REQUIREMENT |
Reproduce every one of the items below verbatim, keeping each line unchanged.

━━━━━━━━━━━━━━━━

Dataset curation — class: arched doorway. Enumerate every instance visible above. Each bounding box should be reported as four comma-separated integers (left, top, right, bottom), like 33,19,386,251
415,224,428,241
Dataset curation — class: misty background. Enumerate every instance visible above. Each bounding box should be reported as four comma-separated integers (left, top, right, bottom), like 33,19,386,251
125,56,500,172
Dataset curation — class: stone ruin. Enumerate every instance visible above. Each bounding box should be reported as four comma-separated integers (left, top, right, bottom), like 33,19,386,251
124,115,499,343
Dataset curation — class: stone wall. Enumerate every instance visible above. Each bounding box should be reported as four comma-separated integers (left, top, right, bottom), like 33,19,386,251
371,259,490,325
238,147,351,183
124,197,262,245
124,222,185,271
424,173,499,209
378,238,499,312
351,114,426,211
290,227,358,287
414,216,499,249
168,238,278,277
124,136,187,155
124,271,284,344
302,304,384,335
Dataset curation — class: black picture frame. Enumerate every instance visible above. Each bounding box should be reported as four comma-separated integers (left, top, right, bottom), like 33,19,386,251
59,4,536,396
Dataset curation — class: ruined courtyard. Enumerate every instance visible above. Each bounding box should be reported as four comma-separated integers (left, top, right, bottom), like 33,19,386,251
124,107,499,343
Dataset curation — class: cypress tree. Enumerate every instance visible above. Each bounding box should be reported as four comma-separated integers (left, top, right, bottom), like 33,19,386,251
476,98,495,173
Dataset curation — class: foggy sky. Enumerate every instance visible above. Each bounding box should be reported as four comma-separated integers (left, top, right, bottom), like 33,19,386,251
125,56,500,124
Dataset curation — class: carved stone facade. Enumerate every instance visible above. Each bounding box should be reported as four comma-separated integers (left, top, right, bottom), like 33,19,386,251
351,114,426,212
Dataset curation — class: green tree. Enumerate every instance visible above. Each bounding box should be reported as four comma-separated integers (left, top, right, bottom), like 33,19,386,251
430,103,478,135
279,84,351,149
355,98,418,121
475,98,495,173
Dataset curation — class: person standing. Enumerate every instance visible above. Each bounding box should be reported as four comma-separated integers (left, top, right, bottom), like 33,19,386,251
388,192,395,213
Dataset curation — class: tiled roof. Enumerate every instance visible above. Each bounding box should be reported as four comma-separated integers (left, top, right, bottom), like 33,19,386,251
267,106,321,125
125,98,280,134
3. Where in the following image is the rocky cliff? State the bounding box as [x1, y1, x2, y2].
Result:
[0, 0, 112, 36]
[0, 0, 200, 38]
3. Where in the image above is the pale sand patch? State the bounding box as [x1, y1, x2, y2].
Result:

━━━━━━━━━━━━━━━━

SOLVED EXERCISE |
Dataset curation — class: arched doorway. Enumerate every instance visible above. Each bounding box should be reported as four comma-separated integers (left, top, right, bottom), like 33,19,386,251
415,224,428,241
Dataset curation — class: misty background. Enumerate every instance visible above. Each bounding box should be reported as four comma-separated integers (left, top, right, bottom), like 33,19,386,251
125,56,500,172
Dataset curation — class: stone ruin. Enumerate every instance visible above. Each bounding box should be reported as four comma-separated integers (left, top, right, bottom), like 33,19,386,251
124,115,499,343
Dataset curation — class: stone wall. Enumerate every instance visible above. Each bounding box should be reported as four comma-separated integers (left, top, right, bottom), like 33,19,386,251
371,259,490,325
238,147,351,183
124,197,262,245
124,222,185,271
424,173,499,209
378,238,499,312
351,114,426,211
290,227,358,287
414,216,499,249
168,238,278,277
124,136,187,155
124,271,284,344
302,304,384,335
Dataset curation — class: black picture frame. Enumerate every instance visible above. Each bounding box should be reported as four comma-separated integers (left, top, right, bottom), like 33,19,386,251
59,4,536,396
Dataset curation — class: ruined courtyard. Enumerate every instance visible above. Each bounding box should be reported as four comma-separated integers (left, top, right, bottom), like 33,19,386,251
124,107,499,343
Dataset curation — class: cypress tree. Enumerate every instance visible above. Each bounding box should be reported as four comma-separated integers (left, top, right, bottom), like 33,19,386,251
476,98,495,173
Dataset curation — class: foggy sky. Enumerate every instance visible above. Each bounding box should be reported as four comma-separated integers (left, top, right, bottom), like 33,19,386,251
125,56,500,124
Dataset curation — class: carved stone facade. Enumerate every instance visible above. Each bounding box should be reported as four comma-separated integers (left, top, right, bottom), like 33,19,386,251
351,114,426,212
Dataset curation — class: green tree. Enumerate every instance visible above. Each bounding box should be reported as four comma-separated integers (left, top, right, bottom), like 33,19,386,251
430,103,478,135
279,84,351,149
355,98,418,121
475,98,495,173
Dataset curation — class: person standing. Enumerate every instance visible above. Each bounding box should be reported as four comma-separated integers (left, top, right, bottom), like 33,19,386,251
388,192,395,213
Dataset curation — class: tiled roof. Enumerate every instance visible above. Each bounding box should be reported as four comma-separated integers (left, top, right, bottom), like 33,19,386,251
267,106,321,125
125,98,280,134
3. Where in the following image is the rocky cliff? State the bounding box as [x1, y1, x2, y2].
Result:
[0, 0, 112, 36]
[0, 0, 200, 38]
3. Where in the image above is the pale sand patch? State the bounding box as [x1, y1, x2, y2].
Result:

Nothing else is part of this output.